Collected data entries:
::::::::::
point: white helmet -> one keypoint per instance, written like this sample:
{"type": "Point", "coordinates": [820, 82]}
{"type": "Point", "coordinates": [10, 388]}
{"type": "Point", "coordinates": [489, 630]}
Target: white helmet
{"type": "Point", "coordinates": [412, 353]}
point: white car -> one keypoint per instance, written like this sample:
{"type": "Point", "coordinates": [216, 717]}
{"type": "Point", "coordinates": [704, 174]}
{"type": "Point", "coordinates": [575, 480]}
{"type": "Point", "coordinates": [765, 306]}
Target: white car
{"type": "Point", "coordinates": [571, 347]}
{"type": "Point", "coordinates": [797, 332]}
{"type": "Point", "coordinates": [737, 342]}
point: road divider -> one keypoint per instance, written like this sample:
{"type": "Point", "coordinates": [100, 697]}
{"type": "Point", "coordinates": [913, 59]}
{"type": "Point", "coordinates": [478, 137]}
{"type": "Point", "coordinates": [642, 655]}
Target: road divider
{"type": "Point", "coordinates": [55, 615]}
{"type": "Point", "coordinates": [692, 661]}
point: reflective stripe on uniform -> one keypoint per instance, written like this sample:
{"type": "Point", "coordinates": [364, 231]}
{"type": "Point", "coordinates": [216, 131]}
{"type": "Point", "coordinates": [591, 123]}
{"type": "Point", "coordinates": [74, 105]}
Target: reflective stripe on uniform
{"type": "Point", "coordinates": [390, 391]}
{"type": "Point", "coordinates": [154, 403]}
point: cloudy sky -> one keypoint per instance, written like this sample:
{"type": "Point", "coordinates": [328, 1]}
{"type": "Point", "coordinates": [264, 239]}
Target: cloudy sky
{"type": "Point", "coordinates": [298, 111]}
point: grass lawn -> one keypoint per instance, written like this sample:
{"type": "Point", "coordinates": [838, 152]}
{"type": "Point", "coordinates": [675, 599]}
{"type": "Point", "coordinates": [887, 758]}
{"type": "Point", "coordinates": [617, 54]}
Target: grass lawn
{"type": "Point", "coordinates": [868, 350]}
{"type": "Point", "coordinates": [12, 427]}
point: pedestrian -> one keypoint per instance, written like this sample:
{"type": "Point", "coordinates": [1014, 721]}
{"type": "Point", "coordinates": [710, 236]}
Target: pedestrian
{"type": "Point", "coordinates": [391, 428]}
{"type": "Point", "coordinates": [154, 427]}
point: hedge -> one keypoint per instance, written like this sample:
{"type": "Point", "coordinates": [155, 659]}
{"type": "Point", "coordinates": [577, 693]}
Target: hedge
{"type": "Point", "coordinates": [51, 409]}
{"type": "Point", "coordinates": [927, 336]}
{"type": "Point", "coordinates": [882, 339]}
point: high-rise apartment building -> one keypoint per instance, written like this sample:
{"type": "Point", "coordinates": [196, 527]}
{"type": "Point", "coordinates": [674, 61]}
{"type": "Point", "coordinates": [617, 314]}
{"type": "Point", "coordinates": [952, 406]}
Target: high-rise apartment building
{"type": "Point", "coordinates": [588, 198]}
::::::::::
» **Exercise objective**: Check every line above for the string "keypoint" and state how many have it, with no other words.

» **Written response**: 9